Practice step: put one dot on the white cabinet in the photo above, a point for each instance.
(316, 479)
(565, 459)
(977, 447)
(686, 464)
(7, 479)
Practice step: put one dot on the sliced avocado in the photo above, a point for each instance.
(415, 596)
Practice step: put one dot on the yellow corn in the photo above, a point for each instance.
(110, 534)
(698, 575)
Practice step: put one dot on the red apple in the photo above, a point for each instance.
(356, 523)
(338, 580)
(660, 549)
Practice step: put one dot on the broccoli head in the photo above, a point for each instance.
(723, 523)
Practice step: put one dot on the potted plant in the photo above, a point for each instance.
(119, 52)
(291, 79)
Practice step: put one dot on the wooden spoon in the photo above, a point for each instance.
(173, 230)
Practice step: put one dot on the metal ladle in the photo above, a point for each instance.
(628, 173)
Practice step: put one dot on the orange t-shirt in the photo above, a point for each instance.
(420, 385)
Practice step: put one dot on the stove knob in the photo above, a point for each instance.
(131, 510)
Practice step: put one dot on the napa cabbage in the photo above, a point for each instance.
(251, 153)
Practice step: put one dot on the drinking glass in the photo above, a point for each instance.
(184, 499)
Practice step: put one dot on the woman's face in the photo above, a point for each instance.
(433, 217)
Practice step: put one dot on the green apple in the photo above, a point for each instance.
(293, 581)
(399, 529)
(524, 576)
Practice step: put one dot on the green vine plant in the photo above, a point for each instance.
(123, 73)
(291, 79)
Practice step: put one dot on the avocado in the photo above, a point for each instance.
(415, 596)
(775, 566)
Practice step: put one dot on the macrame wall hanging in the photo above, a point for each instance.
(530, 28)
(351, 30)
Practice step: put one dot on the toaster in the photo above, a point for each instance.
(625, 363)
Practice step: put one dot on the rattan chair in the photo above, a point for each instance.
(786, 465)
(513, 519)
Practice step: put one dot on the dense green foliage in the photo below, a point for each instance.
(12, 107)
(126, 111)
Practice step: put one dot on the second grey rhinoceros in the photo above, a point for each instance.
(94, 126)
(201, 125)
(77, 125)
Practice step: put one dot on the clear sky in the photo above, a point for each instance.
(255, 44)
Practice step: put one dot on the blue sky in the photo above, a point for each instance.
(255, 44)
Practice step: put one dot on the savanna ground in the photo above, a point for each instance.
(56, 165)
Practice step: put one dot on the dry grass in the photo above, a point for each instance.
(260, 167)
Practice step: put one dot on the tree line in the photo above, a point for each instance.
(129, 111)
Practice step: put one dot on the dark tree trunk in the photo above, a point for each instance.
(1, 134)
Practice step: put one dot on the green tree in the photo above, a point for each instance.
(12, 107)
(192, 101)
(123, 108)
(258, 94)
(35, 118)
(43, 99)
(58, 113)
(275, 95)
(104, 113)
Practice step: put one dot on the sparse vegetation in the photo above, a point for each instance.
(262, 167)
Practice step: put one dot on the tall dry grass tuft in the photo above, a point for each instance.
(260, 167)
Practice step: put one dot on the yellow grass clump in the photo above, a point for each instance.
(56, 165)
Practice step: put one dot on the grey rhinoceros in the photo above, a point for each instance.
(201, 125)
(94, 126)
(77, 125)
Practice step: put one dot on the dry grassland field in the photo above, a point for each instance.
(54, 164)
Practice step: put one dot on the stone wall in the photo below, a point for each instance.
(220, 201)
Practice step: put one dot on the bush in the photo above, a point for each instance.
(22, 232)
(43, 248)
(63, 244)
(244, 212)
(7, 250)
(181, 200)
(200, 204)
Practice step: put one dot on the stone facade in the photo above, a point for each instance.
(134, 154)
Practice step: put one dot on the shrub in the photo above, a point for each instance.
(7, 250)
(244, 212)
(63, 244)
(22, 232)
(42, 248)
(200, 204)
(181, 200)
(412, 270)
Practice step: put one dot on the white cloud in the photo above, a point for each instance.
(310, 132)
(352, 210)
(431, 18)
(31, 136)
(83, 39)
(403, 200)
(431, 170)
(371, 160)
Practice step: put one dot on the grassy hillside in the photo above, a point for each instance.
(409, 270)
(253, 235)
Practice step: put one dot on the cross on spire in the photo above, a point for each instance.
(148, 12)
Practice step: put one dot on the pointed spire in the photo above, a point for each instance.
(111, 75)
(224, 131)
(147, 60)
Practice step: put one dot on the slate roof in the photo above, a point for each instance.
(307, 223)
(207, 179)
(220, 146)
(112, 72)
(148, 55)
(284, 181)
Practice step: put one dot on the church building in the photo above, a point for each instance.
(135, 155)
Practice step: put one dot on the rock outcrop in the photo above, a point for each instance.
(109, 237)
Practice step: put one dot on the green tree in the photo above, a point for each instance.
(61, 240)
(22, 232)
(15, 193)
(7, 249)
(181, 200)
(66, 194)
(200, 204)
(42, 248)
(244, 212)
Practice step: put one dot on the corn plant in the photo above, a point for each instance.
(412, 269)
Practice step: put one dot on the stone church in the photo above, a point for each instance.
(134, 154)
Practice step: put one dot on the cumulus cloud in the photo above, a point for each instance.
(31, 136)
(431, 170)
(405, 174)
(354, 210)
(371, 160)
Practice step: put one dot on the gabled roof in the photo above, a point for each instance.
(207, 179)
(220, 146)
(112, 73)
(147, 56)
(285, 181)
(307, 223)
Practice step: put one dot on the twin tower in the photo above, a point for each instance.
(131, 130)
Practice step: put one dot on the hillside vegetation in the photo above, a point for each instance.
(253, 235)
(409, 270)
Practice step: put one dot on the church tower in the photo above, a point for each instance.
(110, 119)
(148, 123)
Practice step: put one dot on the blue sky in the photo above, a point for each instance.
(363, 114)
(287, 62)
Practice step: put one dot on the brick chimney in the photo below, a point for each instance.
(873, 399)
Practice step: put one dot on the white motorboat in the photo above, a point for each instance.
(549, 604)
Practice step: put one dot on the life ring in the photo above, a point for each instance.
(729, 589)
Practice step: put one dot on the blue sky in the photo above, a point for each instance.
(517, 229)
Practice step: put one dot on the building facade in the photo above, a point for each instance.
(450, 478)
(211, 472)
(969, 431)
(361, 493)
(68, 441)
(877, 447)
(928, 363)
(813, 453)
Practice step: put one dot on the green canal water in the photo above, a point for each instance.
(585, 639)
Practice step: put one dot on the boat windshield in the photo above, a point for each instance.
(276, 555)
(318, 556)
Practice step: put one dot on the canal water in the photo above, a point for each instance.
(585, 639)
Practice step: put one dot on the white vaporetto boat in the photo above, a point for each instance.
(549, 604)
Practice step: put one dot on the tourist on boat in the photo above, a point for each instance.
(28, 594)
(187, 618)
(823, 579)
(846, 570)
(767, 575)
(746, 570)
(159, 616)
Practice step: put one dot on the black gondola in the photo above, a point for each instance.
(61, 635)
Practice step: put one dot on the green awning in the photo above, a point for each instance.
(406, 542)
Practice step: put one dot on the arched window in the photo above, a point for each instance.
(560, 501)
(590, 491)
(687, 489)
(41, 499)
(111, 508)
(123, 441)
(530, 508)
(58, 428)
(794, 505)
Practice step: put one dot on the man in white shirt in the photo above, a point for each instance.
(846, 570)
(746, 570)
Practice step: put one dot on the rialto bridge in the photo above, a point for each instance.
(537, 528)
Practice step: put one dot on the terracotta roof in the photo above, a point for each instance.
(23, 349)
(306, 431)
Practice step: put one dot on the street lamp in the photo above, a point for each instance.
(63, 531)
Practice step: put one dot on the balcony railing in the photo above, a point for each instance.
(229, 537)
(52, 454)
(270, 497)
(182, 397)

════════

Requirements: Copy each record from above exactly, and include every line.

The reply:
Practice step: put one dot on the white cabinet in the photo above, a point for each instance.
(316, 479)
(565, 459)
(977, 447)
(686, 464)
(7, 479)
Practice step: put one dot on the sliced avocado in the photo above, a point for each instance.
(415, 596)
Practice step: put one dot on the yellow corn in the photo above, a point for each instance.
(110, 534)
(698, 575)
Practice step: put one dot on the red apple in the photo above, a point for each instance.
(356, 523)
(338, 580)
(660, 549)
Practice step: put one dot on the broccoli head in the photo above, a point for each instance.
(723, 523)
Practice step: put one dot on the potted plant in the photo above, a point for each instance.
(119, 52)
(291, 79)
Practice step: put one dot on the wooden spoon in the photo above, a point for each instance.
(173, 230)
Practice step: put one dot on the metal ladle in the photo above, a point for each instance.
(628, 173)
Practice step: put one dot on the orange t-shirt in the photo above, a point for each instance.
(420, 385)
Practice step: put one dot on the stove knob in the photo above, a point for each instance.
(131, 510)
Practice step: put one dot on the napa cabbage in the photo above, a point for each instance.
(251, 153)
Practice step: put one dot on the drinking glass in the photo above, a point for each instance.
(184, 499)
Practice step: put one dot on the woman's face in the photo above, a point for each instance.
(433, 217)
Practice step: put one dot on the green apple in the photo above, a point for each instance.
(293, 581)
(399, 529)
(524, 576)
Practice step: put one dot on the green vine plant in the photo above, a point for each instance.
(123, 73)
(291, 79)
Practice step: put one dot on the avocado in the photo above, a point for each instance.
(415, 596)
(775, 566)
Practice step: put one dot on the macrame wall hanging in the photo above, a point for each instance.
(530, 28)
(351, 30)
Practice step: put one dot on the toaster in the photo above, a point for each instance.
(625, 363)
Practice step: put one dot on the rattan chair in the photo above, a point for each instance.
(786, 465)
(513, 519)
Practice step: put one dot on the dense green foliage in the photo below, a point for each instance.
(12, 107)
(126, 111)
Practice step: put one dot on the second grey rhinoceros in the photo above, a point for each instance.
(94, 126)
(201, 125)
(77, 125)
Practice step: put one dot on the clear sky in the photo above, a point for each instance.
(255, 44)
Practice step: put one dot on the blue sky in the photo above, a point for each instance.
(255, 44)
Practice step: put one dot on the savanna ground in the photo above, a point for each instance.
(56, 165)
Practice step: put one dot on the dry grass in the photo above, a point for each instance.
(260, 167)
Practice step: put one dot on the tree line in the photo above, a point for each instance.
(129, 111)
Practice step: put one dot on the dark tree trunk in the photo above, a point for each instance.
(1, 134)
Practice step: put one dot on the green tree in the photo above, a point for each instance.
(12, 107)
(192, 101)
(123, 108)
(258, 94)
(35, 118)
(43, 99)
(58, 113)
(275, 95)
(104, 113)
Practice step: put one dot on the sparse vegetation in the photo above, a point for each instance.
(262, 167)
Practice step: put one dot on the tall dry grass tuft in the photo above, a point for each instance.
(260, 167)
Practice step: put one dot on the yellow grass clump in the photo above, a point for each instance.
(56, 165)
Practice step: put one dot on the grey rhinoceros in the photo above, a point for each instance.
(201, 125)
(94, 126)
(77, 125)
Practice step: put one dot on the dry grassland field in the photo above, a point for each instance.
(54, 164)
Practice step: put one dot on the stone wall in the photo below, a point for each instance.
(220, 201)
Practice step: put one dot on the bush in the photo above, a point for each instance.
(22, 232)
(43, 248)
(63, 244)
(244, 212)
(7, 250)
(181, 200)
(200, 204)
Practice step: put one dot on the stone facade in the photo above, a point for each instance.
(134, 154)
Practice step: put one dot on the shrub in the photo above, a point for each instance.
(7, 250)
(244, 212)
(63, 244)
(22, 232)
(42, 248)
(200, 204)
(181, 200)
(412, 270)
Practice step: put one dot on the white cloud in the photo above, a point for each instance.
(310, 132)
(352, 210)
(431, 18)
(31, 136)
(83, 39)
(403, 200)
(431, 170)
(371, 160)
Practice step: put one dot on the grassy hillside in the photo above, a point for each instance.
(409, 270)
(253, 235)
Practice step: put one dot on the cross on spire in the photo above, a point for each instance.
(148, 12)
Practice step: put one dot on the pointed spire in the photo above, a point for each instance.
(111, 75)
(224, 131)
(147, 60)
Practice step: put one dot on the slate roof in the photo above, a point for each instance.
(307, 223)
(207, 179)
(220, 146)
(112, 72)
(148, 55)
(284, 181)
Practice step: put one dot on the church building in the photo above, a point for each instance.
(135, 155)
Practice step: put one dot on the rock outcrop in the photo above, a point for each instance.
(109, 237)
Practice step: put one dot on the green tree in the photo above, a point for each instance.
(61, 240)
(22, 232)
(15, 193)
(7, 249)
(181, 200)
(66, 194)
(200, 204)
(42, 248)
(244, 212)
Practice step: put one dot on the corn plant in the photo above, a point for each instance.
(412, 269)
Practice step: put one dot on the stone church in the photo above, a point for each instance.
(134, 154)
Practice step: put one dot on the cumulus cloud in the photo above, a point for each instance.
(31, 136)
(431, 170)
(405, 174)
(354, 210)
(371, 160)
Practice step: put one dot on the gabled roof in the photo above, a point for each instance.
(207, 179)
(220, 146)
(112, 73)
(147, 56)
(285, 181)
(307, 223)
Practice step: put one dot on the twin tower in the photo above, a point for each instance.
(131, 130)
Practice step: put one dot on the hillside vegetation in the photo above, a point for each instance.
(253, 235)
(409, 270)
Practice step: put one dot on the church tower in the photo above, a point for each instance.
(110, 119)
(148, 123)
Practice step: put one dot on the blue sky in the photo above, a point for each instance.
(363, 114)
(287, 62)
Practice step: put one dot on the brick chimney in the photo below, a point for each instance.
(873, 399)
Practice step: put one dot on the white motorboat in the photo above, a point for each instance.
(549, 604)
Practice step: put one dot on the life ring in the photo above, a point for each instance.
(729, 589)
Practice step: put one dot on the blue sky in the photo above, a point for each instance.
(517, 229)
Practice step: put one dot on the building facade in the photo above, a point for each instance.
(450, 478)
(211, 472)
(969, 431)
(361, 493)
(68, 441)
(877, 447)
(928, 363)
(813, 453)
Practice step: put one dot on the green canal water in the photo above, a point for each instance.
(585, 639)
Practice step: put one dot on the boat windshield in the photo above, a point for each instance.
(276, 555)
(318, 556)
Practice step: put one dot on the canal water in the photo above, a point for each instance.
(585, 639)
Practice step: put one dot on the white vaporetto boat in the photo above, a point for each instance.
(549, 604)
Practice step: put one dot on the tourist on boat in the photo above, a point for each instance.
(28, 594)
(187, 618)
(823, 579)
(846, 570)
(767, 575)
(746, 570)
(159, 616)
Practice step: put one dot on the black gondola in the photo above, a point for each instance.
(61, 635)
Practice step: put one dot on the green awning in the photo above, a point for each instance.
(406, 542)
Practice step: put one dot on the arched window in the photo above, a point for each instance.
(560, 501)
(590, 491)
(687, 489)
(41, 499)
(111, 508)
(123, 441)
(530, 508)
(58, 428)
(794, 505)
Practice step: put one dot on the man in white shirt in the photo above, a point for each instance.
(846, 570)
(746, 570)
Practice step: put one dot on the rialto bridge in the photo above, a point for each instance.
(537, 528)
Practice step: put one dot on the terracotta roof in the photo above, a point for each instance.
(23, 349)
(306, 431)
Practice step: put one dot on the street lamp in the photo above, a point for each instance.
(63, 531)
Practice step: put one dot on the balcony railing in the photo above, a point for each instance.
(229, 537)
(52, 454)
(270, 497)
(182, 397)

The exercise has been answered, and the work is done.